# [Requirements]
Will you transcribe the entries that follow, exactly and in full?

Pointing and labeling entries:

■ ■ ■

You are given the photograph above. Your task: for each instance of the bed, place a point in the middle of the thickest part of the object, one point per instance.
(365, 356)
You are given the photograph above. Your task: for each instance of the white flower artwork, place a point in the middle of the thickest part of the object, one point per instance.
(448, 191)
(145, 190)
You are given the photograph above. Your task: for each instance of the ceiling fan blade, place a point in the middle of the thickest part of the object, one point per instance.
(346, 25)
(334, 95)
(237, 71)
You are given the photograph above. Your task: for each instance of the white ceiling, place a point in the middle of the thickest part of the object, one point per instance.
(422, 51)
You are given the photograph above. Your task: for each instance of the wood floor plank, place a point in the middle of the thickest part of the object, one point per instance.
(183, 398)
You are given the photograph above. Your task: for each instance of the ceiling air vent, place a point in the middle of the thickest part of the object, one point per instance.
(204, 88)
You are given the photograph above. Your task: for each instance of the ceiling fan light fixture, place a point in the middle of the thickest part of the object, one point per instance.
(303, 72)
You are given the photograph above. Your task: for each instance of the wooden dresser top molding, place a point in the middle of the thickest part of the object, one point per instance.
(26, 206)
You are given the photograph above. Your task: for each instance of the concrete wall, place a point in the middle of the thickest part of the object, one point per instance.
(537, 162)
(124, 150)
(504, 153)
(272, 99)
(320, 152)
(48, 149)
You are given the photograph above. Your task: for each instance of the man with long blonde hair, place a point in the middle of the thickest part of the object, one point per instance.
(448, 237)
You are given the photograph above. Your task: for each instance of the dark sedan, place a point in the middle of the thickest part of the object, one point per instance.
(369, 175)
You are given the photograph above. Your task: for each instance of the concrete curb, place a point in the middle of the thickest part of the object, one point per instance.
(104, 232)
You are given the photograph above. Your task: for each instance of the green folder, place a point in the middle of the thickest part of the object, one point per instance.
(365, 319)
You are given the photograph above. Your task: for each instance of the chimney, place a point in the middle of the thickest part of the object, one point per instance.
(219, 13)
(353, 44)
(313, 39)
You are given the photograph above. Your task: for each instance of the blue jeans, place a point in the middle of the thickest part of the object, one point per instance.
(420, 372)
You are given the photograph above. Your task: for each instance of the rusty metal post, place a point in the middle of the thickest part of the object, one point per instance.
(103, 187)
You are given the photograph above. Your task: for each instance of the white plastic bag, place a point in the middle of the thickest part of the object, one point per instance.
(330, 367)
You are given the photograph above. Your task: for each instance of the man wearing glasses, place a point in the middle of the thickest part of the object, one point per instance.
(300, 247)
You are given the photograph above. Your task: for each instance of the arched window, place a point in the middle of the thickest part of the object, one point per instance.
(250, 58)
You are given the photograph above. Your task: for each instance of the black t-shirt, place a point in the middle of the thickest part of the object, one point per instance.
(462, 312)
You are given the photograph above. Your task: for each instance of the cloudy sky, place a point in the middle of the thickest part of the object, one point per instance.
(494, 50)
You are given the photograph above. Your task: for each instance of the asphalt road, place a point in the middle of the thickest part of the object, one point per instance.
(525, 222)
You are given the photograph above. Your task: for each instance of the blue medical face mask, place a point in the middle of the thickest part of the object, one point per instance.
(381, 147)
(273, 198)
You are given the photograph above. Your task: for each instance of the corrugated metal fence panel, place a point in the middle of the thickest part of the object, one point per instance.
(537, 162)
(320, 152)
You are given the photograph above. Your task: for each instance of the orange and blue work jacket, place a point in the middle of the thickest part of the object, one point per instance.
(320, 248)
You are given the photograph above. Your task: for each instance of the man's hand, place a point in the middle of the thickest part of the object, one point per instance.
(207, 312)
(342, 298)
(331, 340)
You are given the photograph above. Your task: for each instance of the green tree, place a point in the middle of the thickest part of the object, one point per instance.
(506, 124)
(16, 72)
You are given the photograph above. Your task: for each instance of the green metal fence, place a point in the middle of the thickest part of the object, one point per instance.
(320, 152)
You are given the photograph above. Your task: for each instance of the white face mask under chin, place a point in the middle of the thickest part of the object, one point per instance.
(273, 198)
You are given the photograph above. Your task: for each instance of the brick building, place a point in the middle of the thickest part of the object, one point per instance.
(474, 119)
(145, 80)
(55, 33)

■ ■ ■

# [Reply to the exercise]
You are given the photograph above. Your task: for each instance of the bed, place a point in the middle of the thickest part of the object, one point per instance.
(365, 356)
You are given the photograph above. Your task: for each instance of the white flower artwork, place a point in the middle of the thickest part of the object, one point per instance.
(448, 191)
(145, 190)
You are given the photograph above. Your task: for each instance of the ceiling fan blade, place a point in the middle of the thickest part of the object, one point per instance.
(346, 25)
(334, 95)
(237, 71)
You are given the photograph above. Your task: for each instance of the white ceiling, place a point in the middle of the thickest part of the object, one point per instance.
(422, 51)
You are given the photograph above. Your task: for each instance of the wood floor plank, place a point in the middle of the thickest part of the object, one point per instance.
(183, 398)
You are given the photograph above. Your task: for each instance of the ceiling air vent, place a point in the middle of the thickest part of the object, one point per instance.
(204, 88)
You are given the photograph above. Your task: for each instance of the ceiling fan light fixture, place a point in the middle of the thickest part of the object, one point per instance.
(303, 72)
You are given the photograph above. Your task: for each instance of the wooden dresser top molding, place a point in the middle of the thickest part of the object, one point per instance.
(26, 206)
You are given the photograph above. Your task: for each instance of the concrete wall, place a point in the middle of the thickest part of the object, one point per instance.
(537, 162)
(124, 150)
(504, 153)
(272, 99)
(320, 152)
(48, 149)
You are given the photograph above. Your task: for each instance of the man with long blonde hair, place a point in the middle of the thickest part of the object, one point per instance.
(448, 237)
You are given the photograph above. Your task: for each instance of the dark sedan, place a point in the middle of the thickest part of the object, one point per instance.
(369, 175)
You are given the photograph above. Your task: for each instance of the concrete curb, place a point in the middle of the thickest part of the object, one point per instance.
(104, 232)
You are given the photograph above. Your task: for each instance of the green folder, place a point in the middle of the thickest part of the object, one point per instance.
(365, 319)
You are given the photograph above. Your task: for each instance of the chimney, place a point in the middle of the thickest part of the object, one point per instance.
(219, 13)
(353, 44)
(313, 39)
You are given the photograph above. Your task: for each instance of the blue jeans, place a point in the middle of the thickest part of the object, one point per instance.
(420, 372)
You are given the photograph above. Your task: for each instance of the rusty metal post, place a point in the middle of the thickest part of the object, one point per instance.
(103, 187)
You are given the photograph above. Your task: for each instance of the white plastic bag, place a point in the middle of the thickest part of the object, one point per instance.
(330, 367)
You are given the photograph above. Your task: for each instance of the man wearing glasses, place a point in the middle of the thickest part of the object, one point per instance.
(300, 247)
You are given the photograph above. Your task: for each instance of the arched window, place a point in the middle of the thickest part of the object, one point per instance.
(250, 58)
You are given the photograph above. Your task: for each instance of the black t-shirt, place a point in the middle of the thickest part of the object, one point per instance.
(462, 312)
You are given the photograph above. Your task: for each instance of the cloudy sky, place a point in the middle of the thickest part of the object, one point per instance.
(494, 50)
You are given the photograph above. Your task: for each instance of the asphalt road, place a point in the middle of the thickest part of the object, one point per instance.
(525, 222)
You are given the photograph above. Your task: for each instance of the blue medical face mask, place a point in the middle of the thickest part of the object, one point per instance.
(381, 147)
(273, 198)
You are given the photograph above. Your task: for each instance of the corrugated metal fence panel, place a point in the middle of the thickest part of the object, one point per instance.
(537, 162)
(320, 152)
You are given the photograph above. Your task: for each instance of the orange and blue work jacket, place a point in the middle of the thickest part of the object, one point per instance.
(320, 248)
You are given the photograph above. Your task: for each instance of the man's hand, place a point in the middle of the thickest part of the object, one point per instance.
(207, 312)
(342, 298)
(331, 340)
You are given the photograph above. Your task: for each instance of the green tree, place a point in the middle of the thickest part of the object, one point per instance.
(506, 124)
(16, 72)
You are given the photograph above. Your task: for each instance of the green metal fence, place a point in the middle of the thickest part of the object, one point per instance.
(320, 152)
You are given the photograph above. Your task: for each instance of the white face mask under chin, place a point in the middle of the thickest part of the object, one point per instance.
(273, 198)
You are given the photograph above. Your task: for each instance of the brick building, place a point in the middle of the thickest part of the object, one point per instance.
(474, 119)
(145, 80)
(55, 33)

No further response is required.